**Text passage**
= = = =
Thermal relaxation channel Kraus operators for a qubit ($d=2$ only).

Two-parameter model combining $T_1$ energy decay and $T_2$ dephasing. $T_1$ is the relaxation time, $T_2$ is the dephasing time, $t$ is the gate time. Requires $T_2\le 2T_1$.

ops

Return 4 Kraus operators for thermal relaxation on a qubit.

Decomposes combined $T_1$/$T_2$ dynamics into amplitude decay ($p_1$) and pure dephasing ($p_{\varphi }$) components: $p_1=1-e^{-t/T_1}$, $p_{\varphi }=(1-e^{-t/T_2}/e^{-t/(2T_1)})/2$.

def ops(T1: float, T2: float, t: float) -> List[pt.Tensor] [static]

Implementation

def ops(T1: float, T2: float, t: float) -> List[pt.Tensor]:
    import math
    e1 = math.exp(-t / T1)
    e2 = math.exp(-t / T2)
    p1 = 1 - e1
    lam = e2 / math.sqrt(e1)
    p_phi = (1 - lam) / 2
    K0 = pt.tensor([[math.sqrt(1 - p_phi), 0.0], [0.0, math.sqrt((1 - p1) * (1 - p_phi))]], dtype=C128)
    K1 = pt.tensor([[0.0, math.sqrt(p1 * (1 - p_phi))], [0.0, 0.0]], dtype=C128)
    K2 = pt.tensor([[math.sqrt(p_phi), 0.0], [0.0, -math.sqrt((1 - p1) * p_phi)]], dtype=C128)
    K3 = pt.tensor([[0.0, math.sqrt(p1 * p_phi)], [0.0, 0.0]], dtype=C128)
    return [K0, K1, K2, K3]
= = = =
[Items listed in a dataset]
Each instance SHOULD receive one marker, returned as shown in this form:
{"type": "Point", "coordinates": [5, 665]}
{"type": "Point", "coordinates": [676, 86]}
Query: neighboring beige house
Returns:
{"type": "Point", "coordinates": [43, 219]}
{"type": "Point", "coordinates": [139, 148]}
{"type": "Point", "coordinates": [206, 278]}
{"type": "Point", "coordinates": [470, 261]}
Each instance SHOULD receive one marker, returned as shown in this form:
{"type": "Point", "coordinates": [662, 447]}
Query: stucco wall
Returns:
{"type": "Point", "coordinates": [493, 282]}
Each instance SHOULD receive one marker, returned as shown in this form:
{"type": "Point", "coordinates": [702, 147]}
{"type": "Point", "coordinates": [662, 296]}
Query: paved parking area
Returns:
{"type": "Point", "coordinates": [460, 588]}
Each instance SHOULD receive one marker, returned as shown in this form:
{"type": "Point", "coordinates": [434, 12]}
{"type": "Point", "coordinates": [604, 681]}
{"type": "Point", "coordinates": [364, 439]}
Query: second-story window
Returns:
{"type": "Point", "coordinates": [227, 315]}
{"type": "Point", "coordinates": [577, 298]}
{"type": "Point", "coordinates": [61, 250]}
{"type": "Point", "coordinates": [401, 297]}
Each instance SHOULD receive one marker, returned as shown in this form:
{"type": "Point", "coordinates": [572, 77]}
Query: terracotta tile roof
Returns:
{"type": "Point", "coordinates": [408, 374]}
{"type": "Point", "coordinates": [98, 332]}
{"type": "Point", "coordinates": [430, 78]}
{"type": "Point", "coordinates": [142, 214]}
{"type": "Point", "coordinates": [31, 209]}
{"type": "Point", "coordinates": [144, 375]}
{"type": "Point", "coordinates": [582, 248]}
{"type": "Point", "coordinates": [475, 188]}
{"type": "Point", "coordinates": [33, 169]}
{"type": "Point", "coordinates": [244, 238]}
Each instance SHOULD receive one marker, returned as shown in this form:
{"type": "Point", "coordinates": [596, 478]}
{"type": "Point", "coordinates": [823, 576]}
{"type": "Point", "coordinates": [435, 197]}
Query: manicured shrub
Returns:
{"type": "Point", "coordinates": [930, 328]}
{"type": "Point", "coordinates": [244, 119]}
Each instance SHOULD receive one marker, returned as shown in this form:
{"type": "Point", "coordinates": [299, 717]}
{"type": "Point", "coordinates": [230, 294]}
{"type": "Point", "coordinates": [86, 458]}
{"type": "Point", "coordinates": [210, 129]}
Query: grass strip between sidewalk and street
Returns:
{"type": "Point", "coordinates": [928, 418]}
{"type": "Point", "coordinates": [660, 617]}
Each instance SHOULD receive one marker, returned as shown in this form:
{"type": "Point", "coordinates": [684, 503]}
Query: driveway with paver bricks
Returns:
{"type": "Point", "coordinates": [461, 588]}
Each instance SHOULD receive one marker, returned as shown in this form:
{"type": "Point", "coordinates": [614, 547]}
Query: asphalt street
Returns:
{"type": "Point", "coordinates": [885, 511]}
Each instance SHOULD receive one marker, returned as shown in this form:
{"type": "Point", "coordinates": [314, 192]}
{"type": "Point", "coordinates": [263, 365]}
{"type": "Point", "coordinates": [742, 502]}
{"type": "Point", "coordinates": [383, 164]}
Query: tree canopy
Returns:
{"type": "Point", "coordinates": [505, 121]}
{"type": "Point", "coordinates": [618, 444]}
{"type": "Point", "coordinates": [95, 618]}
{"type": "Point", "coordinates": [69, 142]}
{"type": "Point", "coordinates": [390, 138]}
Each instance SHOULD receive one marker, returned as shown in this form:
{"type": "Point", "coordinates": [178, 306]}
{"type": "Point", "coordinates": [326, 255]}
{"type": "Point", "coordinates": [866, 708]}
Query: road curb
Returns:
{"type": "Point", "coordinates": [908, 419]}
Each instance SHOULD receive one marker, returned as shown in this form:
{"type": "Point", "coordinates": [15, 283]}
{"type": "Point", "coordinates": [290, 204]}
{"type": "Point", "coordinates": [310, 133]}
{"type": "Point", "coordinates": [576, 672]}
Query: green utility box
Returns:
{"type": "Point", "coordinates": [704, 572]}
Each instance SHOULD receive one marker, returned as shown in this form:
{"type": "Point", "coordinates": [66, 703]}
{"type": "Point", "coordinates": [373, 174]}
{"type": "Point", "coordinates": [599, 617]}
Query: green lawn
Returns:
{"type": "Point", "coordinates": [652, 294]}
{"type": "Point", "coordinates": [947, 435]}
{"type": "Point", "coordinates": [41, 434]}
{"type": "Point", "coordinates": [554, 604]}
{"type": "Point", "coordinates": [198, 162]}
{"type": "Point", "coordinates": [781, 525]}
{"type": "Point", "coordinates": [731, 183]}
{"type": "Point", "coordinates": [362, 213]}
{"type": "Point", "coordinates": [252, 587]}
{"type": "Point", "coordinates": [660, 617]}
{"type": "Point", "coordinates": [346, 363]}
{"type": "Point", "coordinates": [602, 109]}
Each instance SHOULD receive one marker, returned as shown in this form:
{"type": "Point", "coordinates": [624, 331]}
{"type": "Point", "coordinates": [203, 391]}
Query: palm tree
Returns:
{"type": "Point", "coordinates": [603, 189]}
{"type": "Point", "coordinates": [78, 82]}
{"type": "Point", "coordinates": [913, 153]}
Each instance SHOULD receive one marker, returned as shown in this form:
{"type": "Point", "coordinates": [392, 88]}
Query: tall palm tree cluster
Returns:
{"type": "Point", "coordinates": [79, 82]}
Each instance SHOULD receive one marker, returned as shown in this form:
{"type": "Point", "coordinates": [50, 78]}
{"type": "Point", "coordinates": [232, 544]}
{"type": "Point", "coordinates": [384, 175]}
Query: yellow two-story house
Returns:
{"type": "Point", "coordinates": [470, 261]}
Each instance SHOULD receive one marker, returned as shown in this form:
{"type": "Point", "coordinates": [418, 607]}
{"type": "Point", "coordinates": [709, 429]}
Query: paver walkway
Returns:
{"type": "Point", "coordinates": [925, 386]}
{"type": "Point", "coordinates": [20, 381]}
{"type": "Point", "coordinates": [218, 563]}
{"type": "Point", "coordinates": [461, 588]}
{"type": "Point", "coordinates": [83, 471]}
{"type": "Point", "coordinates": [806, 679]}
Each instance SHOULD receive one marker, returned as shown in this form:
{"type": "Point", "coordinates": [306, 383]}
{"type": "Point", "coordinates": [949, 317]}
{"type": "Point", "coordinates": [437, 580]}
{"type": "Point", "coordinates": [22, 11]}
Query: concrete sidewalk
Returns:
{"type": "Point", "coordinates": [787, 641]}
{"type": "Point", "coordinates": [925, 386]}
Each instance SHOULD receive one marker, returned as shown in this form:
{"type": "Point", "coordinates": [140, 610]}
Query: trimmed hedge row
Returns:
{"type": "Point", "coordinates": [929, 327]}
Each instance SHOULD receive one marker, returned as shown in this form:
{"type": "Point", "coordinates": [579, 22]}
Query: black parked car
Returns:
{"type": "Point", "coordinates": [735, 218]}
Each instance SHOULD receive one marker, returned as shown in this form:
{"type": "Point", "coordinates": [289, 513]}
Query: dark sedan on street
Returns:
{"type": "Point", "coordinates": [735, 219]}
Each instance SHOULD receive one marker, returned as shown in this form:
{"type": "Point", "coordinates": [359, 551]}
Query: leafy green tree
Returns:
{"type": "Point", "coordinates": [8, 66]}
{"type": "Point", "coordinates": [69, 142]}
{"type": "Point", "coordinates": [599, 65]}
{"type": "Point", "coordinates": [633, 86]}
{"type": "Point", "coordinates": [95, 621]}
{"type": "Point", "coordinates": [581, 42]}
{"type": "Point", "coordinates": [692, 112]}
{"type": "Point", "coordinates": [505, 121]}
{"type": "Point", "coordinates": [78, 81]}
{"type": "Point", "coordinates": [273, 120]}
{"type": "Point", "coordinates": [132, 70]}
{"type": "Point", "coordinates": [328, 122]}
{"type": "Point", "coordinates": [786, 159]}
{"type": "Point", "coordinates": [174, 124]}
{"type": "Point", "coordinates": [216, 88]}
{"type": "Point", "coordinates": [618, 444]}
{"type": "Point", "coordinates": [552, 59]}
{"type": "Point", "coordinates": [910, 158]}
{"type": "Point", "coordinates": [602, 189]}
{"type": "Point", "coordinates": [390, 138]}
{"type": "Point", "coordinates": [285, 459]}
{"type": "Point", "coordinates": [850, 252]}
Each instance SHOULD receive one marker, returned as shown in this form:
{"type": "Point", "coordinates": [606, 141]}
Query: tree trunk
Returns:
= = = =
**Task set**
**1.** Output the thermal relaxation passage word for word, from "Thermal relaxation channel" to "on a qubit.".
**2.** Extract each row above that contains the string "green". Letter case must match.

**The replies**
**1.**
Thermal relaxation channel Kraus operators for a qubit ($d=2$ only).

Two-parameter model combining $T_1$ energy decay and $T_2$ dephasing. $T_1$ is the relaxation time, $T_2$ is the dephasing time, $t$ is the gate time. Requires $T_2\le 2T_1$.

ops

Return 4 Kraus operators for thermal relaxation on a qubit.

**2.**
Query: green utility box
Query: green lawn
Query: leafy green tree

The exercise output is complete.